Extract provided:
= = = = = = =
2022-10-03

Scientific visualization with Paraview

This blog write some quick notes about using the paraview to do the visualization. There are some videos here, this article records some quick notes, which can be useful for daily use.

All kinds of details about color mapping

TODO meaning of the 2d color plot
TODO discriticesed value and continuous values (check the discriticese button todo that)

Necessary thing for taking screenshot

Backgound color might be set to white color when taking a screen shot and put results into the paper as visualization reuslts. There is a color plaette at the top row of the GUI, click that can set the backgound color.

Setting legend is a trick part. The default legend is using scientific format. There is a legend label with the letter ‘e’ on that in the editing region (information section), click that button can edit the figure as needed. We can adjust title size, the anotation size, the style of the legend number as needed. If there are multiple render view in the window, and you want to save each output one by one, we may want to make sure the legend is in the same place for all figure, in this case we can set legend position section and set its lengend as needed (such as setting it to 1), so all legend will stay at the same place.

Setting multiple render view. We ususlly want to visualize multiple figures in one row in the paper to show the results with or without specific visualization effects. In this case we want to have same view for whole visualization results. It is good to open multiple render view and use link camera to link views together. Then we can zoom in and out a little bit to find a good angle and click the save screenshot to save results. Remember to set the image resolution x and y as the same value each time when you want to save the image.

Remember to save the state if there are mutliple views and complicated settings, you do not want to redo all things from scratch when you want to show results to your colleages or continue to edit the previous visualization results.

Sometimes we may use the isocontour, or iso related thing, if there is only one value associated with it, we just set it as a solid color, otherwise, the color might be messed up, it will still think that we choose color from a specific range (which is not the expected results since we only have one value associated with it).

Find the data id list

Once, I need to check if the adjacent id of the mesh also locates at the adjacent physical positions, there is really useful function: using view->find data to label out the particle ids in a specific range. We can select out specific data and the associated selected data will be labeled out by pink dot, we can track the id associated with each data point, that can be helpful for debugging parallel processing based on vtkm. We can only select the region with wrong output and check it in particular.
= = = = = = =
Listed entries:
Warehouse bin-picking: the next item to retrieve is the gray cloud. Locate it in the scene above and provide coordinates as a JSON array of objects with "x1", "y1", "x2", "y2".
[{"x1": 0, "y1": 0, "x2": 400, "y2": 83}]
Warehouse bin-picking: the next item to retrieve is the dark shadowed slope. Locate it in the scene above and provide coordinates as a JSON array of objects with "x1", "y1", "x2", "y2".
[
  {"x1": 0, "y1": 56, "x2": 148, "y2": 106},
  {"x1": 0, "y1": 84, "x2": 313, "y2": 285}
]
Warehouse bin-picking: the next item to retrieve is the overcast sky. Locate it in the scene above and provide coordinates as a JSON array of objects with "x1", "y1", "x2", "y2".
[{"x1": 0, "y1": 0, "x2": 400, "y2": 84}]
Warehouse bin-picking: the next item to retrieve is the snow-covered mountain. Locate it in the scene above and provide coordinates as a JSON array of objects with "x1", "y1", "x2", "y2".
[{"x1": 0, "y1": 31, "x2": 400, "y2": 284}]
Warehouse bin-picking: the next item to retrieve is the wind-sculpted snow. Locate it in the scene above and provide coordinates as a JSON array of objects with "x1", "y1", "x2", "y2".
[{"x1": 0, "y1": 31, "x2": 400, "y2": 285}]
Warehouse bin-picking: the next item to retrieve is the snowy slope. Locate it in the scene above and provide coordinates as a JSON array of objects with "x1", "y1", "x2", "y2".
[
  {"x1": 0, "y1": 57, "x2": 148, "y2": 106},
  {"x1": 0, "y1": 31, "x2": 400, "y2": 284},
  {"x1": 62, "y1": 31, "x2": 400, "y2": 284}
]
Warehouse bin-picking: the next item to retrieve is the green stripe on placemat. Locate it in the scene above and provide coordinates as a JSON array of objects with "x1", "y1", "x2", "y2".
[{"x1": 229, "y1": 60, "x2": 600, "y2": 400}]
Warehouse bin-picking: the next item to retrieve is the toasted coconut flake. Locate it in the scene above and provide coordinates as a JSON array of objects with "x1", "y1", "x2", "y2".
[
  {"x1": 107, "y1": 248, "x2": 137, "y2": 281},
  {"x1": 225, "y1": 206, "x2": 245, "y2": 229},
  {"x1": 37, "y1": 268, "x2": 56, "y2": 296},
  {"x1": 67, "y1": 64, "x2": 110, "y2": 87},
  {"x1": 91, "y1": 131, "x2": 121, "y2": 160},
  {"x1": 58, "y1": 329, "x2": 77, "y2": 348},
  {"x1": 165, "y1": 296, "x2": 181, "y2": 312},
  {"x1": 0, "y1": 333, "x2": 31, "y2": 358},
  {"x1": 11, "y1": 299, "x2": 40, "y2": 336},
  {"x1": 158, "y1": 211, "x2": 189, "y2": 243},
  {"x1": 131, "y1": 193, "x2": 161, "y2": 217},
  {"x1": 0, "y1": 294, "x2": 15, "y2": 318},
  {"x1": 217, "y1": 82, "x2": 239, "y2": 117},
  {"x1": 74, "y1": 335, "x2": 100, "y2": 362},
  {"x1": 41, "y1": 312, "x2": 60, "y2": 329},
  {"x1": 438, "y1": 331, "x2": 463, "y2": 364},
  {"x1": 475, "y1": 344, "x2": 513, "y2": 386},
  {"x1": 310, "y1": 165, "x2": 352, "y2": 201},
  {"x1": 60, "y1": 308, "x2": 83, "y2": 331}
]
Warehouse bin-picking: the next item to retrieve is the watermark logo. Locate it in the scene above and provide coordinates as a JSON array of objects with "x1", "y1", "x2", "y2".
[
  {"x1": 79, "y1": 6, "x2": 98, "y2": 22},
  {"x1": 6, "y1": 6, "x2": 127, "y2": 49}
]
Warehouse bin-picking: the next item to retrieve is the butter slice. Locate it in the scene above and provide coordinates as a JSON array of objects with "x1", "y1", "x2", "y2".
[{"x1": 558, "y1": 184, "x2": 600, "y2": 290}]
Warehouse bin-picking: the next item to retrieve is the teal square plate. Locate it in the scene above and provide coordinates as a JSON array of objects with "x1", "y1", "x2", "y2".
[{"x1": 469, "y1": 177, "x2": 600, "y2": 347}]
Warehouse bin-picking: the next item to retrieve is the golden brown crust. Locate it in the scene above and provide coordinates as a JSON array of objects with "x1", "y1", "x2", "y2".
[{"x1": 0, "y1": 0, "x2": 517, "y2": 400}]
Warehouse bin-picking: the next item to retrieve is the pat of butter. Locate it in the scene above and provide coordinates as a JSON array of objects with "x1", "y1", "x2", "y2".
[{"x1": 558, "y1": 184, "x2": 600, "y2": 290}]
= = = = = = =
Work required:
Reproduce the stretch of the Paraview notes above from "Backgound color might" through "the backgound color." word for word.

Solved exercise:
Backgound color might be set to white color when taking a screen shot and put results into the paper as visualization reuslts. There is a color plaette at the top row of the GUI, click that can set the backgound color.